### READING PASSAGE
★ ★ ★
Opening Media Devices
Devices attached to your computer via USB or a SCSI adapter can be accessed directly. These include CF and SD cards, hard drives, floppy disks, and CD-ROMs that have been formatted for ProDOS, HFS, APM, or other "vintage" formats.
To use the media, you first need to attach it to your computer. (How you do this is beyond the scope of this manual.) This will likely generate a message that says, "You need to format the disk before you can use it. Do you want to format it?" Do not format the disk. Instead, click Cancel. This will likely lead to a second message from the system that says, "The volume does not contain a recognized file system". This is fine; click OK.
Use File > Open Physical Disk to get a list of available devices. "Fixed" devices, such as the hard drives built into the computer, will not be accessible, for safety reasons. Removable media will be listed with its storage capacity. Select the device, and click Open.
The Open Read-Only checkbox determines whether the device is open just for reading, or for both reading and writing.
Once open, you can use the device just like you would a disk image file. Be sure to eject the device from Windows before physically removing it if you have made any changes.
Administrator Access
For most Windows systems, an additional step will be required. You will get a message that says, "CiderPress II is not running as Administrator. Restart?". This happens because, with User Access Control enabled, Windows will not allow low-level block access to disk devices.
★ ★ ★
### WHAT YOU SHOULD DO
Continue the manual section on opening media devices from the point where it stops.

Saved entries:
★ ★ ★
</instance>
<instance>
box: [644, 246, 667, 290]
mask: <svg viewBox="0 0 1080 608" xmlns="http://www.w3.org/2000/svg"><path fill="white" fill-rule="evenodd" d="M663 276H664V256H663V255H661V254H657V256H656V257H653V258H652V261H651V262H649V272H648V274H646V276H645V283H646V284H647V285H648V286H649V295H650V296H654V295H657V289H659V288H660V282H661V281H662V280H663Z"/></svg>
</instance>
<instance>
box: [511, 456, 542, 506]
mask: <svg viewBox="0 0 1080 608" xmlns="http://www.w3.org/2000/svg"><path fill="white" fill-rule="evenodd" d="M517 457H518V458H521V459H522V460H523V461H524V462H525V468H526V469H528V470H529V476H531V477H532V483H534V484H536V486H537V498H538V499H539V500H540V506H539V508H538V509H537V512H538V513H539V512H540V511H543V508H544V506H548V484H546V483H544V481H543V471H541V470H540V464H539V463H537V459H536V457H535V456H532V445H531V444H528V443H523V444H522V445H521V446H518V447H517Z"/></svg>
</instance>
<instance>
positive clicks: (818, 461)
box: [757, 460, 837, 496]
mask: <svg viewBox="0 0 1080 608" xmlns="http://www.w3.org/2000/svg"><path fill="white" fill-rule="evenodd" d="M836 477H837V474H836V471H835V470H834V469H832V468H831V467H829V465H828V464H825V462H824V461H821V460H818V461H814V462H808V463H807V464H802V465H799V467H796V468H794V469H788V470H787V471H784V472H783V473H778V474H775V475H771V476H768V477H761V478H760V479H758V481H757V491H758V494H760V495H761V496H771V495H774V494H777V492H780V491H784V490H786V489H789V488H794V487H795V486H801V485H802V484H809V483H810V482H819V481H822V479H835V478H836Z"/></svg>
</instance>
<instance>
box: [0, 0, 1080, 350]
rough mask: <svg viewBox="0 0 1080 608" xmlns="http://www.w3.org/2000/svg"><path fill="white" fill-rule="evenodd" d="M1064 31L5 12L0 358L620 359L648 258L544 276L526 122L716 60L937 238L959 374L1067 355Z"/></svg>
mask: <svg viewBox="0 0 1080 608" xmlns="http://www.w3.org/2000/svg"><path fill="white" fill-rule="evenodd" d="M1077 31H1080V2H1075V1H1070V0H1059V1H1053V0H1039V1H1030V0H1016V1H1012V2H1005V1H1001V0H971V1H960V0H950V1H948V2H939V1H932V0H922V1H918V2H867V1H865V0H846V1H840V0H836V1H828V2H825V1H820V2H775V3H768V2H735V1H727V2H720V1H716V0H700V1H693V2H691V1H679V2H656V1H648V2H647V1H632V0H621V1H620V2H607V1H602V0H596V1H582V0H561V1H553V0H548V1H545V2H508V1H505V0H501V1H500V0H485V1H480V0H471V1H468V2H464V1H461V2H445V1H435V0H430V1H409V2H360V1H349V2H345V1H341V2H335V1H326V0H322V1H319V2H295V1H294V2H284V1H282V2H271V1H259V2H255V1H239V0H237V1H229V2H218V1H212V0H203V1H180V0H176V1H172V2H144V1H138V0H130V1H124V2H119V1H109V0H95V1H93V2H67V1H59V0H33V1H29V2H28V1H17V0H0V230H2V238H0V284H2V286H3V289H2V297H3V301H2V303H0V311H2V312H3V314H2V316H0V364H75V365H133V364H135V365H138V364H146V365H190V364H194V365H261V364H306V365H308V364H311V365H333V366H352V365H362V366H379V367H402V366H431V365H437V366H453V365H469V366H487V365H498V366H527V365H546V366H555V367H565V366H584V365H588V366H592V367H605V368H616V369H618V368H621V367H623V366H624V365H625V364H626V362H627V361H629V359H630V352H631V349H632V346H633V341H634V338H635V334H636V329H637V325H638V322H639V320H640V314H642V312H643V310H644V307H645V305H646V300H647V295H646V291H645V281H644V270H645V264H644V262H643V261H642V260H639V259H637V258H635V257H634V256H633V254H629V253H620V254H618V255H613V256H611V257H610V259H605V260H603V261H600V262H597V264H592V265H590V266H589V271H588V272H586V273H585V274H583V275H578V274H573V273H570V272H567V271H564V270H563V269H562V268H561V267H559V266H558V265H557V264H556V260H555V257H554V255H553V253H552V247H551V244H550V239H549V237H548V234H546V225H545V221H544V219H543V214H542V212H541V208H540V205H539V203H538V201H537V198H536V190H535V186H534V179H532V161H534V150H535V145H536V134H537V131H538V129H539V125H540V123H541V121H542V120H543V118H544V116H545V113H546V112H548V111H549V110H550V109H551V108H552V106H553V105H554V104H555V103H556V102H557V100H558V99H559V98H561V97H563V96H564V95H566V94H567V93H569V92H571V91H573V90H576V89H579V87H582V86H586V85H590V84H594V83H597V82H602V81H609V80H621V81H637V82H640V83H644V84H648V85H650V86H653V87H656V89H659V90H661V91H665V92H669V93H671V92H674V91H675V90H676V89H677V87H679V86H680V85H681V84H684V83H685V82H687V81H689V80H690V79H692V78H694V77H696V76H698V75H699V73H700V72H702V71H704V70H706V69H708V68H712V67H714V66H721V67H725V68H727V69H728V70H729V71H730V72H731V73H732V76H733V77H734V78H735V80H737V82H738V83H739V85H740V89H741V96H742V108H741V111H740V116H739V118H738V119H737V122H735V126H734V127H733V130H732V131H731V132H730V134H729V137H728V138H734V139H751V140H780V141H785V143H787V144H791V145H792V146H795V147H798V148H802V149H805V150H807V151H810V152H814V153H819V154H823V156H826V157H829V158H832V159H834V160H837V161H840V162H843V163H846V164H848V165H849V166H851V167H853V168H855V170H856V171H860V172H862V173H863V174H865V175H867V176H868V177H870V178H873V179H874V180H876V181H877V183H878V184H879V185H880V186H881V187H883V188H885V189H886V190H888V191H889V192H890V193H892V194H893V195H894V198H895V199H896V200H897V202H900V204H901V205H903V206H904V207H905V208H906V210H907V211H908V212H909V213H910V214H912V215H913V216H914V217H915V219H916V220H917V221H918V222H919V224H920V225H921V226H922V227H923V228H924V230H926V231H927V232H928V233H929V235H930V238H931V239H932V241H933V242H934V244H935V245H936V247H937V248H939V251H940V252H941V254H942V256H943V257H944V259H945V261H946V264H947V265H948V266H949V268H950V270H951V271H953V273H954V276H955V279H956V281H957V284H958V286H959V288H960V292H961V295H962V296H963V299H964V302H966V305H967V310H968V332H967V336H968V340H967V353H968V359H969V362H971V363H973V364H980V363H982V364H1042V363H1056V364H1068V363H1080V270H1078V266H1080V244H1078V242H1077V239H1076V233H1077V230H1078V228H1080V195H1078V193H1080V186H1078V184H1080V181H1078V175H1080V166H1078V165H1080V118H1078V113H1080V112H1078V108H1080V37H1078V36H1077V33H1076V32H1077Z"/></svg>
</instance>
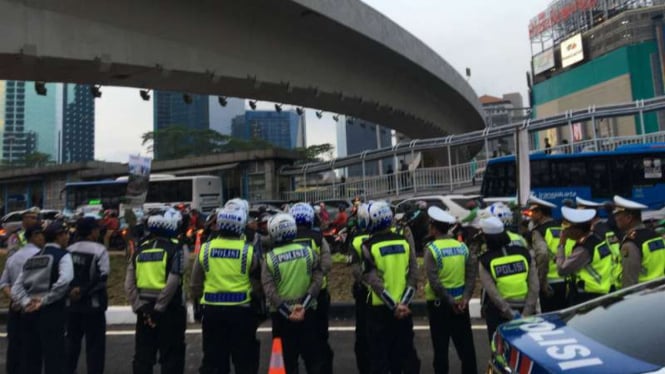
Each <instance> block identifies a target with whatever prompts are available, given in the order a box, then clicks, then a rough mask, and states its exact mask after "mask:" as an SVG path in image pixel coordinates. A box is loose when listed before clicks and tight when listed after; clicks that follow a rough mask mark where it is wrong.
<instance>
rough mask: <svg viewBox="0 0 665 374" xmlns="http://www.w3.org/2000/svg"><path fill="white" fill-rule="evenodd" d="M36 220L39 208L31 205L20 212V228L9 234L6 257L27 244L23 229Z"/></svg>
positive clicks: (23, 246)
mask: <svg viewBox="0 0 665 374" xmlns="http://www.w3.org/2000/svg"><path fill="white" fill-rule="evenodd" d="M38 220H39V208H37V207H32V208H30V209H27V210H25V211H23V213H21V228H20V229H19V230H18V231H16V232H15V233H13V234H12V235H10V236H9V239H8V240H7V258H9V257H11V256H12V255H13V254H14V253H16V251H18V250H19V249H20V248H23V247H24V246H25V245H26V244H28V240H27V239H26V237H25V230H26V229H27V228H28V227H30V226H33V225H35V224H36V223H38Z"/></svg>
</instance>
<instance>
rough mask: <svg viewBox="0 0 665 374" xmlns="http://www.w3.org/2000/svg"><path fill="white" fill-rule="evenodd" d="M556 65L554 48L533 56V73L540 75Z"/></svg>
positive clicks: (550, 48)
mask: <svg viewBox="0 0 665 374" xmlns="http://www.w3.org/2000/svg"><path fill="white" fill-rule="evenodd" d="M553 67H554V48H550V49H548V50H546V51H544V52H542V53H539V54H537V55H535V56H533V74H534V75H538V74H540V73H542V72H544V71H547V70H550V69H551V68H553Z"/></svg>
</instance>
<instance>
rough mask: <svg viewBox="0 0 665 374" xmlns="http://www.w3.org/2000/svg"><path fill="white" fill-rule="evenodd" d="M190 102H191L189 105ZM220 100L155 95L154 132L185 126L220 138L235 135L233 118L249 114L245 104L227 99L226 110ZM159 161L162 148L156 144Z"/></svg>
mask: <svg viewBox="0 0 665 374" xmlns="http://www.w3.org/2000/svg"><path fill="white" fill-rule="evenodd" d="M185 99H187V100H188V102H186V101H185ZM219 101H220V99H219V98H218V97H217V96H204V95H187V97H185V95H183V94H182V93H179V92H169V91H155V93H154V101H153V105H154V113H153V116H154V117H153V118H154V120H153V129H154V130H160V129H164V128H167V127H169V126H184V127H187V128H191V129H213V130H215V131H217V132H219V133H220V134H224V135H230V134H231V122H232V121H233V118H234V117H236V116H238V115H241V114H243V113H244V112H245V100H243V99H237V98H228V99H226V103H225V104H226V105H225V106H222V105H221V104H222V103H220V102H219ZM154 152H155V158H159V153H160V144H159V143H158V142H156V143H155V144H154Z"/></svg>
★ ★ ★
### RESULT OF THIS TASK
Click OK, and then Yes when asked if you want to allow the program to make changes to your computer. (CiderPress II isn't actually trying to make changes to your computer; this is just the standard system warning.)
You can avoid the dialog by running the application as Administrator (though the system may prompt anyway you at launch time). In Windows 10, this can done by right-clicking on CiderPress2.exe and selecting Run as Administrator. If you want it to run as Administrator every time, you can do it with a shortcut: right-click on CiderPress2.exe and pick Create Shortcut, then right-click on the new shortcut, select the Shortcut tab, click Advanced, and check Run as Administrator. Click OK to close the dialog, and then OK again to make the change to the shortcut.
You can tell if the application is running as Administrator by using Help > About and looking at the Runtime line, and checking if it ends with "(Admin)".
Note: Windows restricts drag & drop operations between applications with different levels of privilege. These don't affect most operations, but will prevent you from dragging files in from a Windows Explorer window.